Clearly, some forms of professional interaction which have conventionally not required registration in a State can be performed just as effectively via telemedicine. It is equally clear that telemedicine can also deliver cross-border services well beyond those which have in the past not been the subject of a registration requirement. The regulatory challenges which have been either created or highlighted by telemedicine will require regulatory authorities to identify the circumstances in which out-of-State doctors need to be registered.

The Australian Medical Council will need to assist State and Territory medical boards to develop clear policies governing the circumstances in which cross-border professional interactions of any kind, and particularly those in which telemedicine in all of its diverse forms and for all of its myriad of clinical purposes, requires registration.

Endnotes to Chapter 7

(1) This Chapter will focus on intrastate rather than international issues.

(2) These issues are even more complex when one moves from interstate to international telemedicine. International telemedicine legal and policy issues will not, however, be canvassed in this Report.

(3) In Australia, the issue was considered, albeit primarily in the context of national and international Internet Commerce, by the Commonwealth Attorney General’s "Electronic Commerce Expert Group"

(4) R.J. Waters "Telemedicine’ Establishing Health Care Links Around the World". A Paper delivered to the New York State Bar Association Health Law Section Fall Meeting, November 19, 1998, p. 22.

(5) Telemedicine p.89, citing Gilbert, "Licensure and credentialing barriers to practice of telemedicine" in Telemedicine Action Report: Background Papers, Denver, Western Governors Association pages 27-35, 1995

(6) In June 1996, the AMA House of Delegates voted to adopt a policy that "States and their medical boards should require a full and unrestricted licence for all physicians practising within a state. Similarly, the College of American Pathologists has adopted the position that "A physician rendering primary diagnosis and/or treatment should have a full and unretricted licence to practise medicine in the state in which the patient presents for diagnosis": See Telemedicine Report to Congress, pages 43 and 44.

====

→ Task brief: Transcribe the telemedicine excerpt word for word, everything from "Endnotes to Chapter" down to "in this Report.".

====

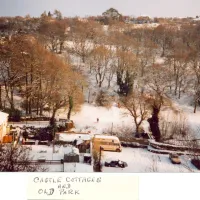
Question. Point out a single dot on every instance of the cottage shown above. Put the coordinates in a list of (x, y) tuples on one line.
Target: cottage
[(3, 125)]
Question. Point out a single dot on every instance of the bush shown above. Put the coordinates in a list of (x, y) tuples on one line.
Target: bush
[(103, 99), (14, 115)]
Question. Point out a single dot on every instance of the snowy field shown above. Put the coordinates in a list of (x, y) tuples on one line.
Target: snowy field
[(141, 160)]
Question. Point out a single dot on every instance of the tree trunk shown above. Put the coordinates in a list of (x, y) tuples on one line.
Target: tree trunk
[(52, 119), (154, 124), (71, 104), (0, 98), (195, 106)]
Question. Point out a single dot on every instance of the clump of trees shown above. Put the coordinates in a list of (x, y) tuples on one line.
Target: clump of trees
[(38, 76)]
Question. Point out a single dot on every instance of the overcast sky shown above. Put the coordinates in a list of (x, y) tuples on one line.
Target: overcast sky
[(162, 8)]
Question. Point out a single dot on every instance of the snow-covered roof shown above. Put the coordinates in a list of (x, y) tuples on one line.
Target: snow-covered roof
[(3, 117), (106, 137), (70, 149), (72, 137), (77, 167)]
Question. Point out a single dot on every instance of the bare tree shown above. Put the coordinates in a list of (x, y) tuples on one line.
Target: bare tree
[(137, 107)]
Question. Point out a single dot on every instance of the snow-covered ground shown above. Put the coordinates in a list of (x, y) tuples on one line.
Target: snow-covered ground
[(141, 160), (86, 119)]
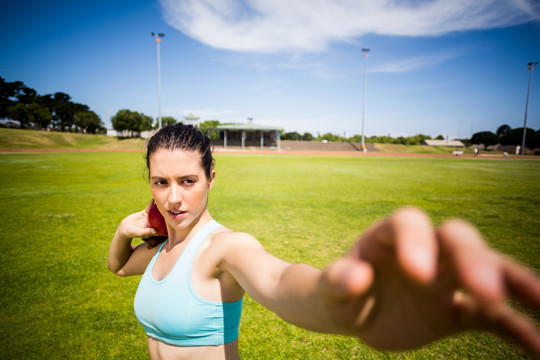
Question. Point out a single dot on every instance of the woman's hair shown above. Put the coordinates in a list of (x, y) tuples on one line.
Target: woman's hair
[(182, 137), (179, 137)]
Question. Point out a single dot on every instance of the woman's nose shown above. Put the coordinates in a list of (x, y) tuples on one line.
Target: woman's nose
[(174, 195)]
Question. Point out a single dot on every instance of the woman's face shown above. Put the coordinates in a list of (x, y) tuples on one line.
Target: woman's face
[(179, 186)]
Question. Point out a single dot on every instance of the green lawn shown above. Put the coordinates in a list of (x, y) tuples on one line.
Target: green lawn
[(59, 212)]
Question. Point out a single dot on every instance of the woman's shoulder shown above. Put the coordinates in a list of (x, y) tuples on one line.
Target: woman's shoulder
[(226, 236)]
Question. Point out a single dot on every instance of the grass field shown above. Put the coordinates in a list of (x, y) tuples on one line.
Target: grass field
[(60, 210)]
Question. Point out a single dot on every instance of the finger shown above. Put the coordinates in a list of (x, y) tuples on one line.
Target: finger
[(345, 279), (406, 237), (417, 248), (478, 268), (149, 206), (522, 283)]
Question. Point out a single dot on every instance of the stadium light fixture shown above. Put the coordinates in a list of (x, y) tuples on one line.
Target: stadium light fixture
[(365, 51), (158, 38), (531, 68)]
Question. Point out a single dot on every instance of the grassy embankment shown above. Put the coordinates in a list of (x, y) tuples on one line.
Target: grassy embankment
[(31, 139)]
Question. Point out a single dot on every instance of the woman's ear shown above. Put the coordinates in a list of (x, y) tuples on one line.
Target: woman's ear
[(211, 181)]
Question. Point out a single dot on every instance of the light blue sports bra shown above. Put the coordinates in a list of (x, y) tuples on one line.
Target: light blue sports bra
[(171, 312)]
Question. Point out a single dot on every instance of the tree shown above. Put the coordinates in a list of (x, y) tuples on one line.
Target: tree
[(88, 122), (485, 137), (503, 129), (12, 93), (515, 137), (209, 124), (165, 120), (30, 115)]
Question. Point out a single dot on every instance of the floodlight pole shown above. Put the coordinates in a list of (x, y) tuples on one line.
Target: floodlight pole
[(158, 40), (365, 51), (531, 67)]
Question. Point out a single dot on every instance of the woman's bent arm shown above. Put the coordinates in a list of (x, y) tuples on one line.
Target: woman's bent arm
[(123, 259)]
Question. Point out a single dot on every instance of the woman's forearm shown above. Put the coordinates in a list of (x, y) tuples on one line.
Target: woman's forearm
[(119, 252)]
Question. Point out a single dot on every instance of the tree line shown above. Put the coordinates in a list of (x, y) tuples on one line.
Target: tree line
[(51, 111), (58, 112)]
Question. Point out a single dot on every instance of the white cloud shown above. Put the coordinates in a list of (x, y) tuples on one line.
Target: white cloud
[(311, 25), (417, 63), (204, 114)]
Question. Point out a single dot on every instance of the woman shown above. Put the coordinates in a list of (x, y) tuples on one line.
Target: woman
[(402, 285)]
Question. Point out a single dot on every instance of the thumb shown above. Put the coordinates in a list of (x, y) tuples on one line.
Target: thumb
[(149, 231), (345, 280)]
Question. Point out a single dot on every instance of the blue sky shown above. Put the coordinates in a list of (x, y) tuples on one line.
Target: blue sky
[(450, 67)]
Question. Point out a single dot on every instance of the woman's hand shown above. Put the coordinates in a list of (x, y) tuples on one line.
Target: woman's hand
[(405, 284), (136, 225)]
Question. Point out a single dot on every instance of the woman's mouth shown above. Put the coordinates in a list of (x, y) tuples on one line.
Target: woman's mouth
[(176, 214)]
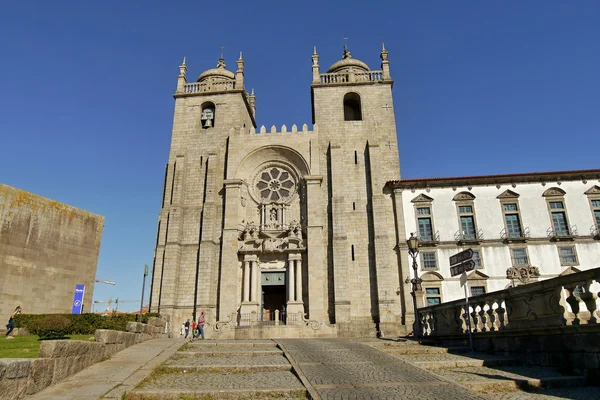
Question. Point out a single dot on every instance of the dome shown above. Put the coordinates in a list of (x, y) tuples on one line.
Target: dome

====

→ Response box:
Endnotes to Chapter 7

(1) This Chapter will focus on intrastate rather than international issues.

(2) These issues are even more complex when one moves from interstate to international telemedicine. International telemedicine legal and policy issues will not, however, be canvassed in this Report.